- OBJECTIF DE L'EXERCICE
Repérez dans les entrées ci-dessous toutes les lignes où figure le mot « instance », puis recopiez chacune d'elles.

- ENTRÉES PRÉSENTÉES
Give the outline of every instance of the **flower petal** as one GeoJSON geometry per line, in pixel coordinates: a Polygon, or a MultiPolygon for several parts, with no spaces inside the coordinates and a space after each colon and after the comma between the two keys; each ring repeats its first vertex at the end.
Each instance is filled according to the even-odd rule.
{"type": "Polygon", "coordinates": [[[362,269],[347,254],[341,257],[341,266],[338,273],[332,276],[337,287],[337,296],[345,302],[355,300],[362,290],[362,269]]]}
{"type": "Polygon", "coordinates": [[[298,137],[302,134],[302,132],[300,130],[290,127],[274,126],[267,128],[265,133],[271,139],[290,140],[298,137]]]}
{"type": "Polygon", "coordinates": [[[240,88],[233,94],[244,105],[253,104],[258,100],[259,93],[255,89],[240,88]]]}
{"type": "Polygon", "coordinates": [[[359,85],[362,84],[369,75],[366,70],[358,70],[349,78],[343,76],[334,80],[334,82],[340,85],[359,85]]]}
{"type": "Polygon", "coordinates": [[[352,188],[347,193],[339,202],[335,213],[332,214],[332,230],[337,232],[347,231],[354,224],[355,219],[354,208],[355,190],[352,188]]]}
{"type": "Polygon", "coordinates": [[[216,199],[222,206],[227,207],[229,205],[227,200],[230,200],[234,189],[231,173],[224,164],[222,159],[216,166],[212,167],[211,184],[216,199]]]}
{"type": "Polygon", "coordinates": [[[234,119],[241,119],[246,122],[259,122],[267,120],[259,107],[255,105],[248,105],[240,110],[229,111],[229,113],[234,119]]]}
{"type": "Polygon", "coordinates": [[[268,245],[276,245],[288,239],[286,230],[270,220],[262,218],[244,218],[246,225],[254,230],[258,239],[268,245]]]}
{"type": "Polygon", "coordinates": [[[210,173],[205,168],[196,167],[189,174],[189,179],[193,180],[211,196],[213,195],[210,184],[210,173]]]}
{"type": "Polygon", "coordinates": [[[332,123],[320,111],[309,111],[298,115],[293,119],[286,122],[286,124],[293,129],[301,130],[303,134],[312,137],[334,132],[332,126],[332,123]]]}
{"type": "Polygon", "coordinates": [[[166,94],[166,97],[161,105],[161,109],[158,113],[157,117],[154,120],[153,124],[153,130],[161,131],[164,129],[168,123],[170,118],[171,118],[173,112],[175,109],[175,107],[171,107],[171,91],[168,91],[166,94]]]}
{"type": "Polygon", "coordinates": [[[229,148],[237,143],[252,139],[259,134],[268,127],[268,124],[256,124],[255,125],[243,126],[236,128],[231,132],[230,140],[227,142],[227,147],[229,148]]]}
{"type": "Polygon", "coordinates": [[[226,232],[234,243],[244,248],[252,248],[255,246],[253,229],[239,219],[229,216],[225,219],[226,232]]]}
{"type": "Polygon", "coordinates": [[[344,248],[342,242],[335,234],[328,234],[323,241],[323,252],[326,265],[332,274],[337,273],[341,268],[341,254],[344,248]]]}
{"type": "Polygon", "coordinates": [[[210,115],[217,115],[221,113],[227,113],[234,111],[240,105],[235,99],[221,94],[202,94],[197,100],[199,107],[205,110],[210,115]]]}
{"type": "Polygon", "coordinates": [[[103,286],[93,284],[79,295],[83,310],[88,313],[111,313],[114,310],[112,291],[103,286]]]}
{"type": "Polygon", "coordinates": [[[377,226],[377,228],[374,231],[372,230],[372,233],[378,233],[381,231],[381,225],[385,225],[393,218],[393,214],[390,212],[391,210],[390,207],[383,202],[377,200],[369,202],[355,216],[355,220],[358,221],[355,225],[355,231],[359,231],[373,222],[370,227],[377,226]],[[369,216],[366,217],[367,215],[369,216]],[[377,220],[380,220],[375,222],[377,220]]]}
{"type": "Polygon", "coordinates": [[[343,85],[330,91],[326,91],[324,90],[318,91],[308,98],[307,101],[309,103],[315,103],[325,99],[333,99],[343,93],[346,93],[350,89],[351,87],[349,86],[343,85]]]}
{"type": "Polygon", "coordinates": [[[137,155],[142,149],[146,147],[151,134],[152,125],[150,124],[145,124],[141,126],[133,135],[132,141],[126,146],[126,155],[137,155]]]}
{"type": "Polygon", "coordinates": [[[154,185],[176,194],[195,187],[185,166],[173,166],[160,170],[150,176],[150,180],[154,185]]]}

- RÉPONSE
Give the outline of every instance of the **flower petal** as one GeoJSON geometry per line, in pixel coordinates: a Polygon, or a MultiPolygon for several parts, with no spaces inside the coordinates and a space after each colon and after the comma between the two keys; each ring repeats its first vertex at the end.
Each instance is filled according to the even-odd rule.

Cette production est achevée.